Collection entries:
= = = = =
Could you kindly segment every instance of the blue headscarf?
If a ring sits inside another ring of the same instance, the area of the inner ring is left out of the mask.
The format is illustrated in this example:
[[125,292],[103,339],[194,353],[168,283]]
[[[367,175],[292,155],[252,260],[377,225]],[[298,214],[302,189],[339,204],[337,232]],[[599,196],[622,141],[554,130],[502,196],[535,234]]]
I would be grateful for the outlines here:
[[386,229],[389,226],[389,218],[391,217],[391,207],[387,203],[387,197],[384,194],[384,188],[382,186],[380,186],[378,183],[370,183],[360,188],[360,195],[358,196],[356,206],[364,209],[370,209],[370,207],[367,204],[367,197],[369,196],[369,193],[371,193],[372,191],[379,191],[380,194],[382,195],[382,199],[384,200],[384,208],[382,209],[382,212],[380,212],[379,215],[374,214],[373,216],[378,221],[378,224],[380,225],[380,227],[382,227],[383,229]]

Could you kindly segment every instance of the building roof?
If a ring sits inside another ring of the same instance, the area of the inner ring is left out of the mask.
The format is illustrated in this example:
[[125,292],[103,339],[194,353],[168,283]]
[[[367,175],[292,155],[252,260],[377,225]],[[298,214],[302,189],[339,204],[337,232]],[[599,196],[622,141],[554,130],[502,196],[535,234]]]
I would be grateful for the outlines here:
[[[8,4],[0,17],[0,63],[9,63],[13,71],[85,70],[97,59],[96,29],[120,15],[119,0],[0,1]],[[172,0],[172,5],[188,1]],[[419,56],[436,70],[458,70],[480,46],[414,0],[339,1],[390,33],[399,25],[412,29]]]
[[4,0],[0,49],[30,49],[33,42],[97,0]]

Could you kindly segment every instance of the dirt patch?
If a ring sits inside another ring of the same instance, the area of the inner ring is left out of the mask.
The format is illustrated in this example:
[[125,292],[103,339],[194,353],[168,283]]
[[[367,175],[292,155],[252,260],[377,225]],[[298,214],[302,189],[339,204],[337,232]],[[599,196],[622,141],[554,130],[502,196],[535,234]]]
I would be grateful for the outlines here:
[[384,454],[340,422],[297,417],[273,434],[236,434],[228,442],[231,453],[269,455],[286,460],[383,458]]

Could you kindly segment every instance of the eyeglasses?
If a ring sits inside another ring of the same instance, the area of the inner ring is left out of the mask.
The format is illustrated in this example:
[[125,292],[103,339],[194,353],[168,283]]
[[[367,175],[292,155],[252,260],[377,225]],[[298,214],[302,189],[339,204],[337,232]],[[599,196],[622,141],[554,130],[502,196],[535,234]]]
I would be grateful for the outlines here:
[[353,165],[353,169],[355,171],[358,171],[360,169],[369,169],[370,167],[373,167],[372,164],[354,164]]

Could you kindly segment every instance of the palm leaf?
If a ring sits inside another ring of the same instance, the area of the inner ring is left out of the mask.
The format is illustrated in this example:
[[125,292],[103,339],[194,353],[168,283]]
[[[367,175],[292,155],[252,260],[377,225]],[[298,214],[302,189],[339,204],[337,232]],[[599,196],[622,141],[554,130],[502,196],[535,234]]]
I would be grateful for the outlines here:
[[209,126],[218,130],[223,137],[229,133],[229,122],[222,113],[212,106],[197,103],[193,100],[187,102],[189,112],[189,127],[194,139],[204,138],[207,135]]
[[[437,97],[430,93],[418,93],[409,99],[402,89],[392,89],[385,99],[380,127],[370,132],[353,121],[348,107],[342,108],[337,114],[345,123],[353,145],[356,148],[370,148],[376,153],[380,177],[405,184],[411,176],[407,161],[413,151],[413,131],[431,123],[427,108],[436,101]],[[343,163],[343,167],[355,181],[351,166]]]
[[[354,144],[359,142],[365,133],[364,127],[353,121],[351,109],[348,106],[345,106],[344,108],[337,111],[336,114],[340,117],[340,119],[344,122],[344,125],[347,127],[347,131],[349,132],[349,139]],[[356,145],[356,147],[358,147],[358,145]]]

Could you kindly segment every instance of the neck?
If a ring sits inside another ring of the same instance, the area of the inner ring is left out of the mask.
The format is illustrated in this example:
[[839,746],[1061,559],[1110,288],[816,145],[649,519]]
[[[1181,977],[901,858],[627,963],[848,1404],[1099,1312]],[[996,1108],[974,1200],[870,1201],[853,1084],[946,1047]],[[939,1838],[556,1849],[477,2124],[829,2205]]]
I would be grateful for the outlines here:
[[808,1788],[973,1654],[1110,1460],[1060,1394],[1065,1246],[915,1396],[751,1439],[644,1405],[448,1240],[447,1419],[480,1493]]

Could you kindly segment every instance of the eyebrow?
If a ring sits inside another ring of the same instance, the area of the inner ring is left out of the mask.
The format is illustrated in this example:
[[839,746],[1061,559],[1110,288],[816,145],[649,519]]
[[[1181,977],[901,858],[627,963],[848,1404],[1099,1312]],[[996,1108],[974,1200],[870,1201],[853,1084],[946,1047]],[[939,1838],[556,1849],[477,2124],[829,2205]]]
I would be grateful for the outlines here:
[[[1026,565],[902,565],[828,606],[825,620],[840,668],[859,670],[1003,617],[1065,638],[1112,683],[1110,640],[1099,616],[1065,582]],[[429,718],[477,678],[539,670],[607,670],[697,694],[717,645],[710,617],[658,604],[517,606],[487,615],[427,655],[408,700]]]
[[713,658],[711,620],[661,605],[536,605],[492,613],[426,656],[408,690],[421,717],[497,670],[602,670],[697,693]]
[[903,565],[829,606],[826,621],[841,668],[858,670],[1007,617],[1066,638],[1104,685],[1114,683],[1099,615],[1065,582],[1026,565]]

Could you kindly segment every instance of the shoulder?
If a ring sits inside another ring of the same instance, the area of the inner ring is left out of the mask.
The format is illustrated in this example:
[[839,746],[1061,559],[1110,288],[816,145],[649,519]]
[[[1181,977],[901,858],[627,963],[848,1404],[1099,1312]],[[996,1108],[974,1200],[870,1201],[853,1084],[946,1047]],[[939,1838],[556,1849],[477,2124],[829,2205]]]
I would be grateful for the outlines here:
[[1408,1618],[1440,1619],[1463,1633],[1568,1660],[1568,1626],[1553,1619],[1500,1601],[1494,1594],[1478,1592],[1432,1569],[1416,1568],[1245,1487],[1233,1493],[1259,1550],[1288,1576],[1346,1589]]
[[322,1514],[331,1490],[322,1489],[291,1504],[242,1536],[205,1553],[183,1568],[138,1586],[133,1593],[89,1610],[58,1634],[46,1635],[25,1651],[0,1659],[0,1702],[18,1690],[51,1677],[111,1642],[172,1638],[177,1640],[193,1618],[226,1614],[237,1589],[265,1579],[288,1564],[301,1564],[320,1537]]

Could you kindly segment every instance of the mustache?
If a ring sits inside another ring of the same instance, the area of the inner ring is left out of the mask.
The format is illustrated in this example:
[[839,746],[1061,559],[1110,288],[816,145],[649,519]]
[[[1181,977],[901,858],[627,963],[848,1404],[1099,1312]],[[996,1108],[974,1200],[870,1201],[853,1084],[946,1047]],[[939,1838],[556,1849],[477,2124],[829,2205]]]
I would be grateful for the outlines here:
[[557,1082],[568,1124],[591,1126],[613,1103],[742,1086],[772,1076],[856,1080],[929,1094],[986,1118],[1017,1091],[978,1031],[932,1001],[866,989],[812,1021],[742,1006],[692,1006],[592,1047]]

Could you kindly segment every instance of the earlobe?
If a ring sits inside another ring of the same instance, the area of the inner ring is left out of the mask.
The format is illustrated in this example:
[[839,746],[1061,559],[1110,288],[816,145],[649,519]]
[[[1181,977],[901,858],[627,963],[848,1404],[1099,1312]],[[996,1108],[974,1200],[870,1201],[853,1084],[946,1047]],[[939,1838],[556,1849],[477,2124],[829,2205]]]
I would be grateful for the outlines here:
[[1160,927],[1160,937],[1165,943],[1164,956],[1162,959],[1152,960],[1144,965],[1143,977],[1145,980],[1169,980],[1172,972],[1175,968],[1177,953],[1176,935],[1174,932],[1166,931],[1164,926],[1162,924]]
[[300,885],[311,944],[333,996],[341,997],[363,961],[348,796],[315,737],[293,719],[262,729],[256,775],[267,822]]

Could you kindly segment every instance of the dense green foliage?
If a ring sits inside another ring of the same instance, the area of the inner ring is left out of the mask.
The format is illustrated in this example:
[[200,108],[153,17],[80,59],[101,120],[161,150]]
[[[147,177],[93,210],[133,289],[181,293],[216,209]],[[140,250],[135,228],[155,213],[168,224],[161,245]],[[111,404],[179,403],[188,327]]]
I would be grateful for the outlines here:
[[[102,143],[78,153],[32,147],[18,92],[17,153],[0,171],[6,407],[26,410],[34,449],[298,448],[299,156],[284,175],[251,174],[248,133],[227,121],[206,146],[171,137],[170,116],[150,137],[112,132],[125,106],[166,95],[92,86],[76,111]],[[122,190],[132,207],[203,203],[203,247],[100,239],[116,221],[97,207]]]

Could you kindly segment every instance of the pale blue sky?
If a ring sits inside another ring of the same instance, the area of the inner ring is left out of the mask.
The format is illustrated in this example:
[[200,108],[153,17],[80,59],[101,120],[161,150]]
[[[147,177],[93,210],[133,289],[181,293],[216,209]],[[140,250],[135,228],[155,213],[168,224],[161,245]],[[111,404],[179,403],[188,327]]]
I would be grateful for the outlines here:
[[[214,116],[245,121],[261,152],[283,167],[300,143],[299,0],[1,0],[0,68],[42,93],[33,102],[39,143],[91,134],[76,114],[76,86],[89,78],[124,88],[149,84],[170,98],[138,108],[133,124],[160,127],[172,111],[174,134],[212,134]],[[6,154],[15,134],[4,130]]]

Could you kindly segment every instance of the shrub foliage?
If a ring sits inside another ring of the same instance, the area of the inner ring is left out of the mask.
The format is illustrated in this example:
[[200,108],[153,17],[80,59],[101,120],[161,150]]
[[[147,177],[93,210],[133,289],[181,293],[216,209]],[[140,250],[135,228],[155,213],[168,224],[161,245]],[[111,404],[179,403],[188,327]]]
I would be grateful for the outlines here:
= = = = =
● **ASSIGNMENT**:
The answer must consist of every line from the records above that holds "blue".

● **REPLY**:
Could you kindly segment every instance of the blue headscarf?
Could you kindly segment every instance of the pale blue sky?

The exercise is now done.